[Start of DATA SUPPLIED]

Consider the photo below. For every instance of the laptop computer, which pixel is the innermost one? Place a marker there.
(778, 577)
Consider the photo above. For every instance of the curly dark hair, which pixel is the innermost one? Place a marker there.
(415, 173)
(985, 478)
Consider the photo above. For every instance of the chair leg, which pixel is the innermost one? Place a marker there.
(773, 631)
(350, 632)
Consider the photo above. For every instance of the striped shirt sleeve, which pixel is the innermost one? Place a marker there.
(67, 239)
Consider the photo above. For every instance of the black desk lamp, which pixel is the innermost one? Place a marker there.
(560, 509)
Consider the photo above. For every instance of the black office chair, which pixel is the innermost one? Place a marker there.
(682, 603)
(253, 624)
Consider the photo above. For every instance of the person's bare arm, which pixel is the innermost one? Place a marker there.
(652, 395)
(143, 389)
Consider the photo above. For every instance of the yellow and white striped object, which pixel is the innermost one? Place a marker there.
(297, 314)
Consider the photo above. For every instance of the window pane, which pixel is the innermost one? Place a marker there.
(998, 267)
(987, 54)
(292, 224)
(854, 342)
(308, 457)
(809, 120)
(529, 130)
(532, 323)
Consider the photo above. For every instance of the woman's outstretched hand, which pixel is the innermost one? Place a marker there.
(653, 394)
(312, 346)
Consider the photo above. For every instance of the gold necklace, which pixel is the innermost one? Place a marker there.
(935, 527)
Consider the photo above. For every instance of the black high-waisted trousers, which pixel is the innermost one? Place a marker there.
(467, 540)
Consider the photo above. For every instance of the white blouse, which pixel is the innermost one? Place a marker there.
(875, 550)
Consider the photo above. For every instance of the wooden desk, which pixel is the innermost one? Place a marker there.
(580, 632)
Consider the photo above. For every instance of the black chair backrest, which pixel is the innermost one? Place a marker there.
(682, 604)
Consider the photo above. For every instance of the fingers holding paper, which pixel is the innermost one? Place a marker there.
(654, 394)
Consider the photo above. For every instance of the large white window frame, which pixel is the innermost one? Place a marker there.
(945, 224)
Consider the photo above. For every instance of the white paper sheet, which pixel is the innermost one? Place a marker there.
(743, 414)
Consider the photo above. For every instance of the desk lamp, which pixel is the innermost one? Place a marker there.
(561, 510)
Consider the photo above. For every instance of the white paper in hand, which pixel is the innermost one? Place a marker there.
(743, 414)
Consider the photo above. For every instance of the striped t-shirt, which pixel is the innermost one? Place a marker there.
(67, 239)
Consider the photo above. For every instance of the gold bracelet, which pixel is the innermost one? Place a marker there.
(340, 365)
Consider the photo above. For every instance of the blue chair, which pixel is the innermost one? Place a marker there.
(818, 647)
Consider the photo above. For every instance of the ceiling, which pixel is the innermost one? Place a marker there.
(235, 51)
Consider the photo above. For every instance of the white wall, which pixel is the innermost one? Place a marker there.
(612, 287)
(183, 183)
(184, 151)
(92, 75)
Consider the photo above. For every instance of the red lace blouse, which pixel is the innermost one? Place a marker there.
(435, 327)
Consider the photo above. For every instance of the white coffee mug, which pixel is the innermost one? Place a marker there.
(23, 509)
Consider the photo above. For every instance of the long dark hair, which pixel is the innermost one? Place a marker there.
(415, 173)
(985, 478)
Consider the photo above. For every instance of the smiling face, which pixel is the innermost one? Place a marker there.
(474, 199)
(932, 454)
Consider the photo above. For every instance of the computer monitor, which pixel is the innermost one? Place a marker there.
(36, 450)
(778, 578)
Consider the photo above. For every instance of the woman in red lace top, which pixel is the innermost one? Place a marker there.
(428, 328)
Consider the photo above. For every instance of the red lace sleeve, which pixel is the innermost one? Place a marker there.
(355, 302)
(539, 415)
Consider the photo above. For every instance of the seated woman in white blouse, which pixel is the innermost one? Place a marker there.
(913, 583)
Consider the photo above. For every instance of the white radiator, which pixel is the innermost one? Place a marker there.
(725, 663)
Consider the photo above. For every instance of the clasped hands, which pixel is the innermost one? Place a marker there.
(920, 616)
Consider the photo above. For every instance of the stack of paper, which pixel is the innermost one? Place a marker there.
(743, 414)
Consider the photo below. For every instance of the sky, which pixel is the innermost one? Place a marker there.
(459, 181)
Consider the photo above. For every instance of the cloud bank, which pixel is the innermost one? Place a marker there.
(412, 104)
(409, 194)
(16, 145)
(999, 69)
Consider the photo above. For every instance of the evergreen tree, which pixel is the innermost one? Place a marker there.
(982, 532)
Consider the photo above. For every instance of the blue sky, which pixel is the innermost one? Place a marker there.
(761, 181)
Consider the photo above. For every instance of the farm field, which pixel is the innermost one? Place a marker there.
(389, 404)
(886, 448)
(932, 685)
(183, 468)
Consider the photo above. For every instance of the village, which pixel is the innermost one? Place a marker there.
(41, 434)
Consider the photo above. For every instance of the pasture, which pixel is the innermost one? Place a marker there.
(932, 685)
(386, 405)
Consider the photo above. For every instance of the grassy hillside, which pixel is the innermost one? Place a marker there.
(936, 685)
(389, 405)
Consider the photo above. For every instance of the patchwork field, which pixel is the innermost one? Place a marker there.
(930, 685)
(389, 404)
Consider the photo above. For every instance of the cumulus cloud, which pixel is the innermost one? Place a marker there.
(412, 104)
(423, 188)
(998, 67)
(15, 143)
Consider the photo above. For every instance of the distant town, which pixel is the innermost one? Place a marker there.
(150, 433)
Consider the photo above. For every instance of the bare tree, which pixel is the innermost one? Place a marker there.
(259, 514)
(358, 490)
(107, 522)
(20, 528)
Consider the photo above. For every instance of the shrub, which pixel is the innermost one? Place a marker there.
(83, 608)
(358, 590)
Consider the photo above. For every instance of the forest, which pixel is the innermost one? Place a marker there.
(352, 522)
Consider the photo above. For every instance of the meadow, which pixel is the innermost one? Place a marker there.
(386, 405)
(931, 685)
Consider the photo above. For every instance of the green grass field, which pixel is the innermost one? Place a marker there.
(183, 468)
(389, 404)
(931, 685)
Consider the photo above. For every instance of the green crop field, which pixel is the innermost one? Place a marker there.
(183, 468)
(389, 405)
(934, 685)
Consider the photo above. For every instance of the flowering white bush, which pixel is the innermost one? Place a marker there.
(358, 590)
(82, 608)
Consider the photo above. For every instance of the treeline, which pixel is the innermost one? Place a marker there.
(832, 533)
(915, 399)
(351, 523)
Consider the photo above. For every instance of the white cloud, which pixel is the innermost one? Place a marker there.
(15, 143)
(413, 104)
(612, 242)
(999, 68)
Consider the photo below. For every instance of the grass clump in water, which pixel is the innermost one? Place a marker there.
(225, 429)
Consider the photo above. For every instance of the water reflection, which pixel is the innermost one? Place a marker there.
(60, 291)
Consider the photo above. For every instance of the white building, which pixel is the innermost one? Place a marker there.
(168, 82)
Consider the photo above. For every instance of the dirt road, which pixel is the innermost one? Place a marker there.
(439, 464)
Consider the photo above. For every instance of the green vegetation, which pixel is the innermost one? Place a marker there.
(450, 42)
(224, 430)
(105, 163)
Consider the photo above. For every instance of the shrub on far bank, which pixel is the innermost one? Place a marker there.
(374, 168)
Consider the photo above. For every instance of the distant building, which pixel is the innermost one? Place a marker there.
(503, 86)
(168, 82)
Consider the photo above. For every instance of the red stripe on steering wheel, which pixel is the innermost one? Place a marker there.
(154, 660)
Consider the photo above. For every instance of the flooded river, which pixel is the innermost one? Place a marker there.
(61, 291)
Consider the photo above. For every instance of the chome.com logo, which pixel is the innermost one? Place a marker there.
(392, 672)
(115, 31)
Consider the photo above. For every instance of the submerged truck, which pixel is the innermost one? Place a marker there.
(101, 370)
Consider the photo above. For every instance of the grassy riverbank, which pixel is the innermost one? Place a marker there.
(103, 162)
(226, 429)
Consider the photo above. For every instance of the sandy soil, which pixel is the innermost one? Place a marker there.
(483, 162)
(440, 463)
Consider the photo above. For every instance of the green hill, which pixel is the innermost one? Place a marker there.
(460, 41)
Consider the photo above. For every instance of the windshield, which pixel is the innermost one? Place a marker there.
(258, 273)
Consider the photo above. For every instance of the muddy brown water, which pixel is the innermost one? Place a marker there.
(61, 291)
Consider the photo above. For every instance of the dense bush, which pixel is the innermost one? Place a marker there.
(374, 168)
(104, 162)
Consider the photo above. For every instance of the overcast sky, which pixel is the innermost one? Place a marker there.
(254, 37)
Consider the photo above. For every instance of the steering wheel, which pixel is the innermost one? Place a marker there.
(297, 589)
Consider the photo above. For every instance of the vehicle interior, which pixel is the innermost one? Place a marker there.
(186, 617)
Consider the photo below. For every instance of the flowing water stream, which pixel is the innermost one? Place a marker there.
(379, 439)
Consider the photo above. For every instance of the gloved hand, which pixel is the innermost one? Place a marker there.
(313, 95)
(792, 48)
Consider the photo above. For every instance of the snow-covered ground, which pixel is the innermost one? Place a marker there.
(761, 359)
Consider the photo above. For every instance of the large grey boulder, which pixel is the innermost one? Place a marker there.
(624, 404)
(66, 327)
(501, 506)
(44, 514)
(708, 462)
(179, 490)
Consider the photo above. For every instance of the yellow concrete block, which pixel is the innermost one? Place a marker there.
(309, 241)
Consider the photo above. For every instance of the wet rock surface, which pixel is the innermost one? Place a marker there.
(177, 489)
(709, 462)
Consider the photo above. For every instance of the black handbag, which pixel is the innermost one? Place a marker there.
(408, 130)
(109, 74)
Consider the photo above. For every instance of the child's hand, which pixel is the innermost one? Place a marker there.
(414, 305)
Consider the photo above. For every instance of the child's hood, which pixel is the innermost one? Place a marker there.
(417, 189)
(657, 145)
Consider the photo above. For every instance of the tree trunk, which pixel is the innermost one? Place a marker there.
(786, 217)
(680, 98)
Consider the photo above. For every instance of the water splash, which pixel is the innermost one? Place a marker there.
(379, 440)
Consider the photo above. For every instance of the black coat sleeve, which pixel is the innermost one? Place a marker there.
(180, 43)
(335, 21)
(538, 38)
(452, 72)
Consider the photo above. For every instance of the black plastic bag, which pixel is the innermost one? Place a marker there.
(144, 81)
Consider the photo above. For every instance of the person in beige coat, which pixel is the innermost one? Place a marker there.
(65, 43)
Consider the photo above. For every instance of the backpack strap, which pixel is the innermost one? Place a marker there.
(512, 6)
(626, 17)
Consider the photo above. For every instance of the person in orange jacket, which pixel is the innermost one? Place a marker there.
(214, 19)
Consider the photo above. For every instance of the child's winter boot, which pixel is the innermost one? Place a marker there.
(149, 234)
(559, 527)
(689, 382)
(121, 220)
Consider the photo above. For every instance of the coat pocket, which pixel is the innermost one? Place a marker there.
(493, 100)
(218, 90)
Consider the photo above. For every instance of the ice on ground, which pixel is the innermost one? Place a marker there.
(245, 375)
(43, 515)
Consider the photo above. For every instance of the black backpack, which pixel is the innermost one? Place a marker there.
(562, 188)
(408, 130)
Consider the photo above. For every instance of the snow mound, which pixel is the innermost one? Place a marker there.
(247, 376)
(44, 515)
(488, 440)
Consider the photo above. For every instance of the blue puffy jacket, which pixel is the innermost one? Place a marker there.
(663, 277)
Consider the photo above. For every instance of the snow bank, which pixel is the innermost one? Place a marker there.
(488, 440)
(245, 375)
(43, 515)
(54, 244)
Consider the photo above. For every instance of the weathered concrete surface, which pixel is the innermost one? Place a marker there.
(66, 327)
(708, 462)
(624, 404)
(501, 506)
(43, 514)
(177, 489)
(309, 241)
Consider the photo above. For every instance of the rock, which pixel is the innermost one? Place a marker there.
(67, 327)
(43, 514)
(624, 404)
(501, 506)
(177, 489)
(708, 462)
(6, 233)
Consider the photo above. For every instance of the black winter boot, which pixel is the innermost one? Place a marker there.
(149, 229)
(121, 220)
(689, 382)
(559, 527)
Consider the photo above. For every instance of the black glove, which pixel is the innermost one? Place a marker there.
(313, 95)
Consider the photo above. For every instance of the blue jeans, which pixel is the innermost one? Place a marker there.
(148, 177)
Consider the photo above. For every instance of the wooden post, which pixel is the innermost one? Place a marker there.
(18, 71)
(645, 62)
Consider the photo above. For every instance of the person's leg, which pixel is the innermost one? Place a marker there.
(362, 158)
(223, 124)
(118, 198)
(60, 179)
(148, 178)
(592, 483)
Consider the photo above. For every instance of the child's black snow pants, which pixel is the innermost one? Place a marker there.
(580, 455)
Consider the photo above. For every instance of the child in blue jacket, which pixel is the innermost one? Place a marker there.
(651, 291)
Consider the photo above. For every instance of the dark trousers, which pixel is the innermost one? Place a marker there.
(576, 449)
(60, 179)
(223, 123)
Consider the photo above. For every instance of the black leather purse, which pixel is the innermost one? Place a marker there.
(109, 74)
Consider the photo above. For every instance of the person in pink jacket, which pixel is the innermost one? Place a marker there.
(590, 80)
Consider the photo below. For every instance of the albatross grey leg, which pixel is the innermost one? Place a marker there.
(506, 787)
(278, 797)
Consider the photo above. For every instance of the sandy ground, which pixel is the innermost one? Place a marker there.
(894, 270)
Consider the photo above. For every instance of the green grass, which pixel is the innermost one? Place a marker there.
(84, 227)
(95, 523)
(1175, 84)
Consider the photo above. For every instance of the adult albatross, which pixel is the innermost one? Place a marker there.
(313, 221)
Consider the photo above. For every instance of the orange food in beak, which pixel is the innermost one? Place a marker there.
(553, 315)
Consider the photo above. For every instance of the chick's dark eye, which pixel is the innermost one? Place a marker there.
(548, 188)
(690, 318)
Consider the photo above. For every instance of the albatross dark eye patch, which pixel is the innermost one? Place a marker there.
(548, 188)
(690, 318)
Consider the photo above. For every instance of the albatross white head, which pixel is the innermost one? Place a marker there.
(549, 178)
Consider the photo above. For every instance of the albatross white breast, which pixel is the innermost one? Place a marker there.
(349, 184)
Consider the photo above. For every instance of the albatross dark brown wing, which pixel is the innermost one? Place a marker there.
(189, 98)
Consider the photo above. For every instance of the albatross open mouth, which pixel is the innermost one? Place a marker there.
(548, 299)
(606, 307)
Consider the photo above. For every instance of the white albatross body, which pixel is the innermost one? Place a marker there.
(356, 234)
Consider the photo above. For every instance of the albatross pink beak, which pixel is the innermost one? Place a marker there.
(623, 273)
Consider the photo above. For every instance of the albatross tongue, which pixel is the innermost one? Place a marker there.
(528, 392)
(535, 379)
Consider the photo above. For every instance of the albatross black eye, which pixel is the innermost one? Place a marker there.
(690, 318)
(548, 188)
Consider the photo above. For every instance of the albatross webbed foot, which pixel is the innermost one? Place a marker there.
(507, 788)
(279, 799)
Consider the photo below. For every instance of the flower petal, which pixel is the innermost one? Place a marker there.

[End of DATA SUPPLIED]

Beginning at the line containing "the albatross open", repeat each line exactly through the last line of the entries, and include no other lines.

Consider the photo above. For every instance of the albatross open mouth, which pixel is the innermost one? Place a marker there.
(548, 299)
(606, 307)
Consider the photo above. For every instance of the white albatross body, which pixel is the innermost one? Place a marker there.
(356, 234)
Consider the photo above. For every instance of the albatross pink beak, which pixel is the innermost one? Place a marker there.
(623, 273)
Consider the photo above. For every instance of the albatross tongue, which pixel is the innermost one? Place a marker there.
(528, 392)
(535, 379)
Consider the photo above. For every instance of the albatross black eye, which pixel is the innermost one? Place a marker there.
(690, 318)
(548, 188)
Consider the photo above. For every instance of the albatross webbed foot, which pixel is the innermost one? Place a marker there.
(507, 788)
(279, 799)
Consider the photo below. For every instance of the flower petal, which pixel is the innermost one? Place a marker there.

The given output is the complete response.